* Исходный отрывок:
---*---

Итак, судья неправедный приказал Пьяцце «говорить правду, объяснить, почему тот отрицает, что ему известно об измазанных степах и о том, как звать депутатов, ибо в противном случае за дачу ложных показаний он подвесит его за руки, дабы внести ясность во все эти невероятные вещи». «Если вам вздумается, можете подвесить меня за шею, но о том, о чем меня спрашивают, я не имею ни малейшего представления», — ответил несчастный с тем отчаянным мужеством, с каким иногда разум бросает вызов насилию, как бы утверждая, что чем бы дело ни кончилось, сила никогда не станет разумом.
Но подумать только, к какой низкой хитрости вынуждены были прибегнуть эти господа, чтобы как-нибудь приукрасить вымышленный ими предлог. Они пошли, как мы уже сказали, на то, чтобы отыскать еще одну «ложь» обвиняемого, дабы иметь возможность говорить о его ложных показаниях во множественном числе. Им понадобился еще один нуль, чтобы увеличить число, к которому они не смогли приписать ни одной цифры.
Подвергнув несчастного пытке, ему советуют «решиться сказать правду». Сквозь крики, мольбы и заклинания о помощи он отвечает: «Я вам сказал ее, господа». Судьи настаивают. «Ради бога! — кричит несчастный. — Ваша милость, спустите меня, я скажу вам все, что я знаю, дайте мне попить». Его опускают вниз, усаживают на скамью и снова допрашивают. Он отвечает: «Я ничего не знаю, ваша милость, дайте мне немного воды».

---*---

* Раздел данных:
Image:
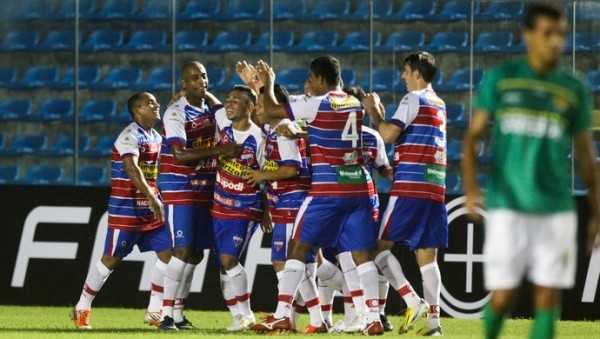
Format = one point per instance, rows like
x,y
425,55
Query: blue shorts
x,y
190,225
282,234
343,223
232,235
119,243
415,222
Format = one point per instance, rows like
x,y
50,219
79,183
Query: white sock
x,y
183,291
352,279
93,283
293,273
229,295
309,293
391,269
157,280
369,281
172,280
239,281
384,287
432,282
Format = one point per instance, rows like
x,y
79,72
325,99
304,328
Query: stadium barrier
x,y
53,234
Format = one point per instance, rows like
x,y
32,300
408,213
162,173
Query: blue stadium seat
x,y
44,175
449,42
39,76
20,41
201,10
329,10
97,111
54,110
93,176
117,10
502,10
381,9
191,40
9,174
121,78
103,40
282,40
316,41
292,79
29,144
244,10
493,42
19,109
231,41
358,42
414,10
403,42
141,41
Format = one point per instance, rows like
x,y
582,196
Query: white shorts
x,y
543,246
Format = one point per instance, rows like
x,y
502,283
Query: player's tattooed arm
x,y
134,172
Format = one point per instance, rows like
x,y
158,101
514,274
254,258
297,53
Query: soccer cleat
x,y
152,318
274,324
374,328
411,315
81,318
387,325
167,324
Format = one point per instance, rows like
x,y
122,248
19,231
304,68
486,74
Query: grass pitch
x,y
53,322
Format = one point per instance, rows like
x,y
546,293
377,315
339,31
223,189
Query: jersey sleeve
x,y
407,111
303,107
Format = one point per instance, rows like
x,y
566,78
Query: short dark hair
x,y
537,9
328,68
423,62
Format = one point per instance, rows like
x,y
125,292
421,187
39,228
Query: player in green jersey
x,y
531,225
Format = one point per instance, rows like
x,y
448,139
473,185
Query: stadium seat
x,y
92,176
316,41
20,41
120,78
9,174
381,9
19,109
281,40
44,175
103,40
54,110
493,42
414,10
28,144
142,41
329,10
449,42
244,10
97,111
501,10
191,40
231,41
358,42
200,10
292,79
403,42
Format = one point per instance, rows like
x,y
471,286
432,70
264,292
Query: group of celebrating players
x,y
301,167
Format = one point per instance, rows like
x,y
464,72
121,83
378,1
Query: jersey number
x,y
350,132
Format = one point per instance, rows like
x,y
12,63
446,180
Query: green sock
x,y
543,324
492,322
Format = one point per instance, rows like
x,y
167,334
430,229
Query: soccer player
x,y
237,204
187,174
135,209
337,212
416,213
531,225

---*---

* Указания и требования: Продолжите приведенный выше отрывок о допросе и пытке Пьяццы, начав сразу после его последней фразы.

* Результат задания:
До чего же слепа ярость! Им и в голову не приходило, что признание, которого они силой добивались от обвиняемого, могло бы быть использовано, будь оно истиной, как они с жестокой уверенностью повторяли, в качестве сильнейшего доказательства его невиновности. «Да, господа, — мог бы сказать он, — я слышал, что стены на улице Ветра оказались измазаны и все же зачем-то шатался у ворот вашего дома, господин президент Санитарного ведомства!» И этот аргумент был бы тем более убедительным, что после распространения слухов о преступлении, в котором обвиняли инспектора, последний, узнав об этом, не мог бы не почувствовать себя в опасности. Но эта столь очевидная мысль, упущенная в ярости из виду, не могла прийти на ум и самому несчастному, ибо ему не сказали, в чем его обвиняют. Его собирались прежде сломить пытками; для судей это были естественные и возможные методы убеждения, дозволенные законом, обвиняемому хотели показать, какое ужасное немедленное следствие влекло за собой его запирательство, от него добивались, чтобы он хоть раз признался во лжи и тем самым дал им право не верить ему, когда он скажет: я не виновен. Но они не добились своей гнусной цели. Вновь подвергнутый пытке, Пьяцца был слегка подвешен на веревке, затем ему пригрозили большим и исполнили эту угрозу. У него неотступно требовали «правду», а он продолжал твердить: «я все сказал». Сначала он кричал, потом стих, наконец судьи, видя, что от него ничего больше не добьешься, приказали опустить его и отвести в камеру.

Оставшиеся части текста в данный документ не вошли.